## Saved entries
· · · · ·

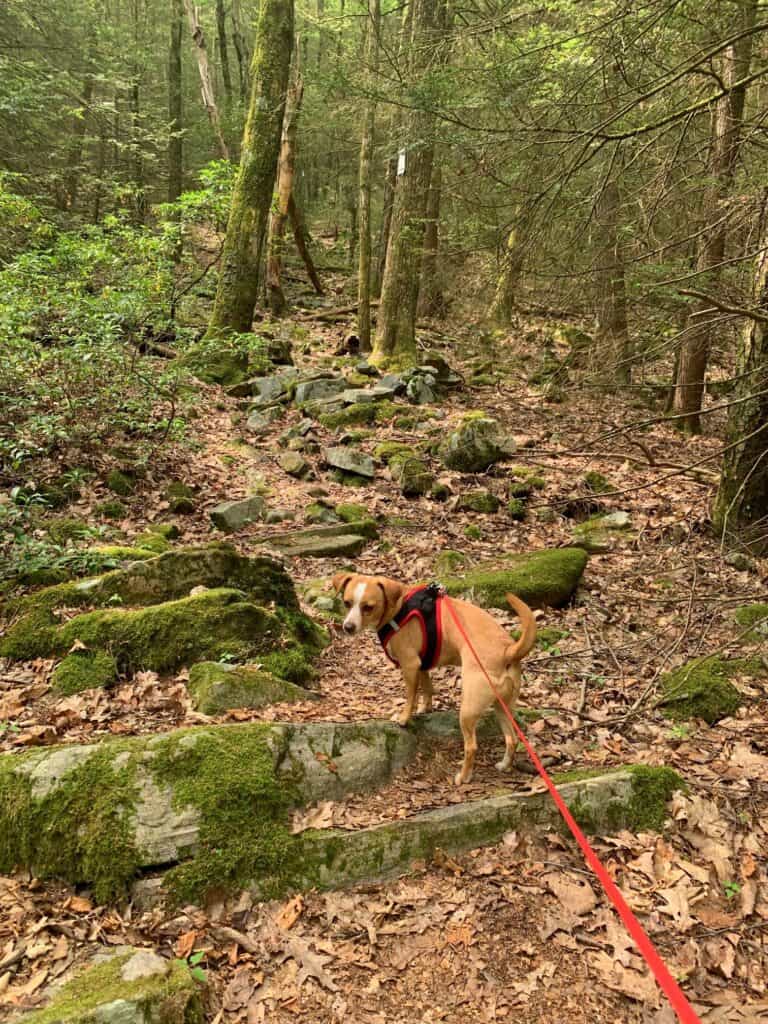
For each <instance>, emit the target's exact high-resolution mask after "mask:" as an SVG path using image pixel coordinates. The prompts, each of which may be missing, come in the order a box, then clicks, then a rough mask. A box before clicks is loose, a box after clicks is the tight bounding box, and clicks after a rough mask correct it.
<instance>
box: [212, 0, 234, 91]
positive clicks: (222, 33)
mask: <svg viewBox="0 0 768 1024" xmlns="http://www.w3.org/2000/svg"><path fill="white" fill-rule="evenodd" d="M216 35H217V37H218V42H219V57H220V59H221V82H222V84H223V86H224V103H225V104H226V108H227V110H228V109H229V108H231V105H232V78H231V75H230V74H229V51H228V49H227V44H226V15H225V13H224V0H216Z"/></svg>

· · · · ·

## What needs to be done
Rewrite every line of the listing as a JSON list of strings, one string per line, with blank lines dropped. Leave the pictures out.

## Exercise result
[
  "For each <instance>, emit the target's exact high-resolution mask after \"mask:\" as an SVG path using image pixel coordinates. The prompts, each of which may be missing, come in the order a box, then clicks, then a rough mask. A box before clicks is loose, a box after clicks is the tight bounding box, and clicks after a rough mask correct it.",
  "<instance>",
  "box: [212, 0, 234, 91]",
  "positive clicks: (222, 33)",
  "mask: <svg viewBox=\"0 0 768 1024\" xmlns=\"http://www.w3.org/2000/svg\"><path fill=\"white\" fill-rule=\"evenodd\" d=\"M216 35H217V37H218V42H219V57H220V59H221V82H222V84H223V86H224V103H225V104H226V108H227V110H228V109H229V108H231V105H232V78H231V75H230V74H229V51H228V49H227V44H226V15H225V13H224V0H216Z\"/></svg>"
]